--- Material provided Enclosed Below ---
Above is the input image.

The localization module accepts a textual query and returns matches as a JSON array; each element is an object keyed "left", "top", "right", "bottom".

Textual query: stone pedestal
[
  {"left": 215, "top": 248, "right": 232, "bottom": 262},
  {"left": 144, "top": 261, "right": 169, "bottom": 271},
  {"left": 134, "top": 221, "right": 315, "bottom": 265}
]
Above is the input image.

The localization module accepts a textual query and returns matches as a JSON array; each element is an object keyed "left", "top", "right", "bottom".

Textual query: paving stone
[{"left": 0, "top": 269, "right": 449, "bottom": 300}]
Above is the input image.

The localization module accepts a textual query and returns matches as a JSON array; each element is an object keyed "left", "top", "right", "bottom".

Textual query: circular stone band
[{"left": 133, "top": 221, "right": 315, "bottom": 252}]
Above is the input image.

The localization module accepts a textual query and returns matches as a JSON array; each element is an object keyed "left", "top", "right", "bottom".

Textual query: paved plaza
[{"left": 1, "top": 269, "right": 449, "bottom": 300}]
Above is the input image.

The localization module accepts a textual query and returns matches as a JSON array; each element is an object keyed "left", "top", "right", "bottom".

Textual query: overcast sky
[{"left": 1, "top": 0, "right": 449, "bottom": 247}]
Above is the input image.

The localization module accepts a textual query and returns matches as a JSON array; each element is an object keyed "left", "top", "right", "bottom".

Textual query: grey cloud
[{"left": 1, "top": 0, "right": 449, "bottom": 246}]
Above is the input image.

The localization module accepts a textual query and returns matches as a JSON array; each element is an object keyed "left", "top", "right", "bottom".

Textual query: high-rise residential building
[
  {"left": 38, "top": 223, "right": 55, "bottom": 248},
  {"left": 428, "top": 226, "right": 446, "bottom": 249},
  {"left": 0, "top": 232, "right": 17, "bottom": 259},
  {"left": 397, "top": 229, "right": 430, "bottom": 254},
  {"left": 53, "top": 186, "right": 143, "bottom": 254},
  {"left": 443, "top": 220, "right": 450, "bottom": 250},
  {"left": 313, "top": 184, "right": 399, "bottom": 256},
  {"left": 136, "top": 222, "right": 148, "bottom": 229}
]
--- End of Enclosed Material provided ---
Exercise aim
Give back exactly the lines from the line holding "Textual query: grey cloud" through the last line of the listing, including both.

Response to the task
Textual query: grey cloud
[{"left": 1, "top": 0, "right": 449, "bottom": 246}]
Above is the input image.

The localization module accepts a textual query and returns matches as a JSON array; each element is an object keyed "left", "top", "right", "bottom".

Textual query: high-rise residential building
[
  {"left": 38, "top": 223, "right": 55, "bottom": 248},
  {"left": 428, "top": 226, "right": 446, "bottom": 249},
  {"left": 0, "top": 232, "right": 17, "bottom": 259},
  {"left": 397, "top": 229, "right": 430, "bottom": 254},
  {"left": 53, "top": 186, "right": 143, "bottom": 254},
  {"left": 443, "top": 220, "right": 450, "bottom": 250},
  {"left": 313, "top": 184, "right": 399, "bottom": 256},
  {"left": 136, "top": 222, "right": 148, "bottom": 229}
]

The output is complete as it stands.